EJERCICIO 1
Reproduce de forma íntegra y sin cambios la crónica sobre el teatro de la memoria afro.

TEXTO PARA LEER
◇ ◇ ◇ ◇ ◇ ◇ ◇

Crónica

El teatro de la memoria afro

Historia 1

Sophie Echappé Palomino

Teatro afro

Texto: Sophie Echappé Palomino

so_echappe@javeriana.edu.co

Fotos: Sophie Echappé Palomino, cortesía de Miguel Truman y de Diookaju

Bio: Soy estudiante de último año de Comunicación Social y Ciencia Política, con énfasis en periodismo e investigación para la paz. Aferrada a vivir con preguntas y curiosidades.

Dedicada a observar todo lo que me rodea. Desde hace siete años me entrego a la fotografía y, desde hace cinco, a aprender sobre el oficio del periodismo.

El teatro de la memoria afro

Catalina Mosquera, María Moreno y Ana Ruth Díaz hacen parte de Diookaju-Generación Arte Afro, una agrupación compuesta por cantadoras y bailarines afrocolombianos. De manera colectiva, han creado obras de teatro que se inspiran en las vivencias propias, para así incidir y transformar las mentes y acciones de su público.

El escenario es oscuro y un único foco de luz amarilla puesto en el centro alumbra el piso negro. Allí, una mujer da varios saltos en puntas de pies, sin que su espalda se encorve. Mientras sube, en cada salto sus hombros se elevan y sus brazos se extienden a los lados, mientras que sus palmas giran para mirar hacia atrás. Tiene puesta una máscara plateada que se asemeja al color blanco cuando entra en contacto con la luz. Esta le cubre los ojos, las mejillas y la nariz. Al bajar, su vestido terracota cae y logra reflejar su material sedoso, pesado y, a la vez, flexible para hacer posible el movimiento.

◇ ◇ ◇ ◇ ◇ ◇ ◇

FRAGMENTOS DE REGISTROS
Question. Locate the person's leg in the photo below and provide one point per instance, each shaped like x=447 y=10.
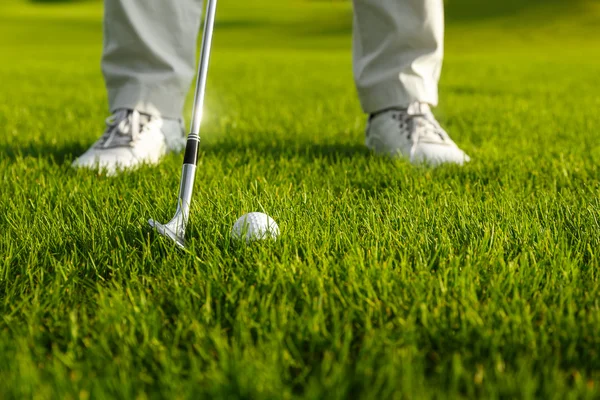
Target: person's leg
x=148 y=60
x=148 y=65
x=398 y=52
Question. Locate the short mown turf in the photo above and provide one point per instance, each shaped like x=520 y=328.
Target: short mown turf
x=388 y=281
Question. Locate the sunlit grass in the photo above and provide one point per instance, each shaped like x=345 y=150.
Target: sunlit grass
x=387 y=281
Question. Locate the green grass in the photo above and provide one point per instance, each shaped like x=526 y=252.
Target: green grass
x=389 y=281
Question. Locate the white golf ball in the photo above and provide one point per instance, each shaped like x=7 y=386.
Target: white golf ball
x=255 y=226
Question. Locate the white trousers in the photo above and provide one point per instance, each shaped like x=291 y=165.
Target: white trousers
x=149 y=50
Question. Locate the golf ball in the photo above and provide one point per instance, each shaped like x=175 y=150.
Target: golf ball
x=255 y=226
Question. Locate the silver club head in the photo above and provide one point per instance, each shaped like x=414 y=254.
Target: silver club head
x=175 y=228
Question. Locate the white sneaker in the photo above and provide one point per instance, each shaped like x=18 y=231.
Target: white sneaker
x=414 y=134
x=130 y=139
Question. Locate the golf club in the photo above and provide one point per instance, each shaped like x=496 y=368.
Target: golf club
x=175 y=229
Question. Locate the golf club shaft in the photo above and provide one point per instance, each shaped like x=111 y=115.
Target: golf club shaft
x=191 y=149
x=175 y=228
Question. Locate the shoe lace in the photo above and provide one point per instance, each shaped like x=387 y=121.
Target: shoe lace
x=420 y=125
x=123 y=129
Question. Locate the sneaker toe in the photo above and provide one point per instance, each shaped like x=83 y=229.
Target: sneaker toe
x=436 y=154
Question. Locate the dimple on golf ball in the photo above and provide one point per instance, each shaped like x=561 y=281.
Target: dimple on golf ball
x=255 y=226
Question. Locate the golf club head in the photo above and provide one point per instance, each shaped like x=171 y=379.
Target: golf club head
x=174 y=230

◇ ◇ ◇ ◇ ◇ ◇ ◇

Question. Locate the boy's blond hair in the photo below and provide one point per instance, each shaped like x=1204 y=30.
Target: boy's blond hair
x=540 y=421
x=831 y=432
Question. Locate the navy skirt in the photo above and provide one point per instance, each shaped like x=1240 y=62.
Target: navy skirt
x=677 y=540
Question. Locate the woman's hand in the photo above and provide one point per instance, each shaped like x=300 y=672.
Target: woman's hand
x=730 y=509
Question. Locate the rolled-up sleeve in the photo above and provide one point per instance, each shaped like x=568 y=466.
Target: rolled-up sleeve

◇ ◇ ◇ ◇ ◇ ◇ ◇

EJERCICIO 2
Transcribe sin alteraciones solo las líneas de los registros que van desde la línea con "Question. Locate the sneaker" hasta la línea con "x=174 y=230", ambas incluidas.

SOLUCIÓN 1
Crónica

El teatro de la memoria afro

Historia 1

Sophie Echappé Palomino

Teatro afro

Texto: Sophie Echappé Palomino

so_echappe@javeriana.edu.co

Fotos: Sophie Echappé Palomino, cortesía de Miguel Truman y de Diookaju

Bio: Soy estudiante de último año de Comunicación Social y Ciencia Política, con énfasis en periodismo e investigación para la paz. Aferrada a vivir con preguntas y curiosidades.

Dedicada a observar todo lo que me rodea. Desde hace siete años me entrego a la fotografía y, desde hace cinco, a aprender sobre el oficio del periodismo.

El teatro de la memoria afro

Catalina Mosquera, María Moreno y Ana Ruth Díaz hacen parte de Diookaju-Generación Arte Afro, una agrupación compuesta por cantadoras y bailarines afrocolombianos. De manera colectiva, han creado obras de teatro que se inspiran en las vivencias propias, para así incidir y transformar las mentes y acciones de su público.

El escenario es oscuro y un único foco de luz amarilla puesto en el centro alumbra el piso negro. Allí, una mujer da varios saltos en puntas de pies, sin que su espalda se encorve. Mientras sube, en cada salto sus hombros se elevan y sus brazos se extienden a los lados, mientras que sus palmas giran para mirar hacia atrás. Tiene puesta una máscara plateada que se asemeja al color blanco cuando entra en contacto con la luz. Esta le cubre los ojos, las mejillas y la nariz. Al bajar, su vestido terracota cae y logra reflejar su material sedoso, pesado y, a la vez, flexible para hacer posible el movimiento.

SOLUCIÓN 2
Question. Locate the sneaker toe in the photo above and provide one point per instance, each shaped like x=83 y=229.
Target: sneaker toe
x=436 y=154
Question. Locate the dimple on golf ball in the photo above and provide one point per instance, each shaped like x=561 y=281.
Target: dimple on golf ball
x=255 y=226
Question. Locate the golf club head in the photo above and provide one point per instance, each shaped like x=171 y=379.
Target: golf club head
x=174 y=230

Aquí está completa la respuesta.